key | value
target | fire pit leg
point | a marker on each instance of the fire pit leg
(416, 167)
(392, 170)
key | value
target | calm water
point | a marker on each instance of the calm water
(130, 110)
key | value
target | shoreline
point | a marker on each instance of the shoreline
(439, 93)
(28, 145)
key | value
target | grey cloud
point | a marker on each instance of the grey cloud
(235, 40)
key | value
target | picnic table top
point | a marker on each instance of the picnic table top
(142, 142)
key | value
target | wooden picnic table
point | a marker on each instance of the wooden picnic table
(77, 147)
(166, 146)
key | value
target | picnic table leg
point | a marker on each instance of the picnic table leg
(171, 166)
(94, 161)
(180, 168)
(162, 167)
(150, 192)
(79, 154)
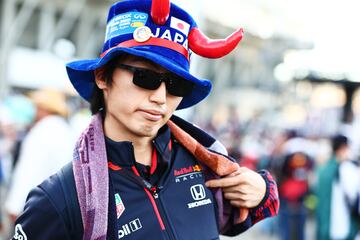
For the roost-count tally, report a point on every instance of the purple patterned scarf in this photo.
(92, 181)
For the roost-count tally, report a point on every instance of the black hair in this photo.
(97, 102)
(339, 141)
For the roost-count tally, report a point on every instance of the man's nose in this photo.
(159, 95)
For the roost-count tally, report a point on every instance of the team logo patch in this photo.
(129, 228)
(142, 34)
(120, 207)
(187, 173)
(19, 233)
(180, 25)
(199, 195)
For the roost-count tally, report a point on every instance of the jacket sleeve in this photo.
(42, 217)
(268, 207)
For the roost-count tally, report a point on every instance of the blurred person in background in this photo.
(337, 193)
(133, 175)
(47, 147)
(294, 162)
(16, 114)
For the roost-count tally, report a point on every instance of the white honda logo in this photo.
(198, 192)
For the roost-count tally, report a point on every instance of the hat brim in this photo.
(81, 73)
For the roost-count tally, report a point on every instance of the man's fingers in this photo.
(226, 181)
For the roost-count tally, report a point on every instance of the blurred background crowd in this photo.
(286, 100)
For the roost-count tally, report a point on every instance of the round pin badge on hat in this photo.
(142, 34)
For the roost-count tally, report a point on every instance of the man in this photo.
(137, 174)
(337, 190)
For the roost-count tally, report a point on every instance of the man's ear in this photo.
(100, 82)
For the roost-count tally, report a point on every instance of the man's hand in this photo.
(243, 188)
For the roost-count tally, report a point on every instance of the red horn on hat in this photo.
(200, 44)
(160, 11)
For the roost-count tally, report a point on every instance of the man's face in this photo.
(133, 112)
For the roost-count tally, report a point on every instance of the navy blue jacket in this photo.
(179, 206)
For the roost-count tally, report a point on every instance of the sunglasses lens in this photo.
(146, 79)
(151, 80)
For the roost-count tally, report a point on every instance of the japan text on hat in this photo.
(160, 32)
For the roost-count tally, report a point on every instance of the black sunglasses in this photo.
(152, 80)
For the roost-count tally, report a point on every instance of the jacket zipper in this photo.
(156, 195)
(153, 196)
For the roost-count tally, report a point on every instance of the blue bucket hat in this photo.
(160, 32)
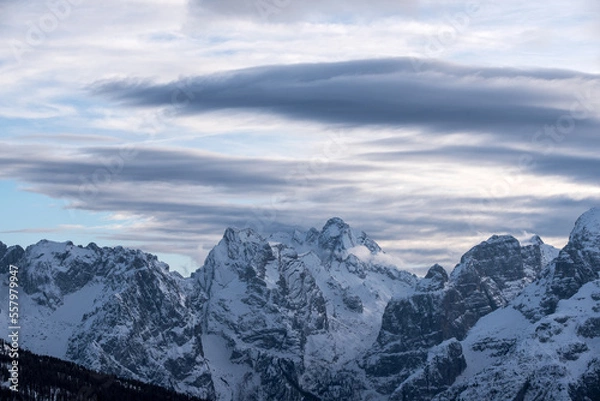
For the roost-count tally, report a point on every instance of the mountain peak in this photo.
(587, 228)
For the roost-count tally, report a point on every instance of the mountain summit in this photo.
(320, 315)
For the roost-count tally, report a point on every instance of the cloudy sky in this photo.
(430, 125)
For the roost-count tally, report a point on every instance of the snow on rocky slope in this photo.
(320, 315)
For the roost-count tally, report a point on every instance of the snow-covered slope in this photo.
(110, 309)
(321, 315)
(287, 317)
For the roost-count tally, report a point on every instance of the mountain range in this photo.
(322, 315)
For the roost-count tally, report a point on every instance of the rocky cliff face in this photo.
(280, 312)
(321, 315)
(442, 308)
(114, 310)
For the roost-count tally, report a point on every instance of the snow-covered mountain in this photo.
(322, 315)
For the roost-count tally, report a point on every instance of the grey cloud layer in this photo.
(391, 92)
(288, 10)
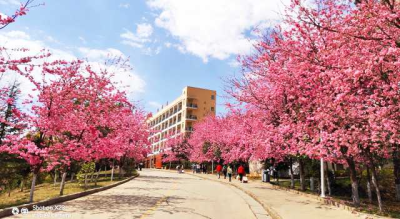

————

== Exercise ==
Copy each line in the entries above where "target" turns up.

== Finished task ==
target | fire pit leg
target | calm water
target | shoreline
target | grey cloud
target | picnic table top
target | wooden picnic table
target | picnic table leg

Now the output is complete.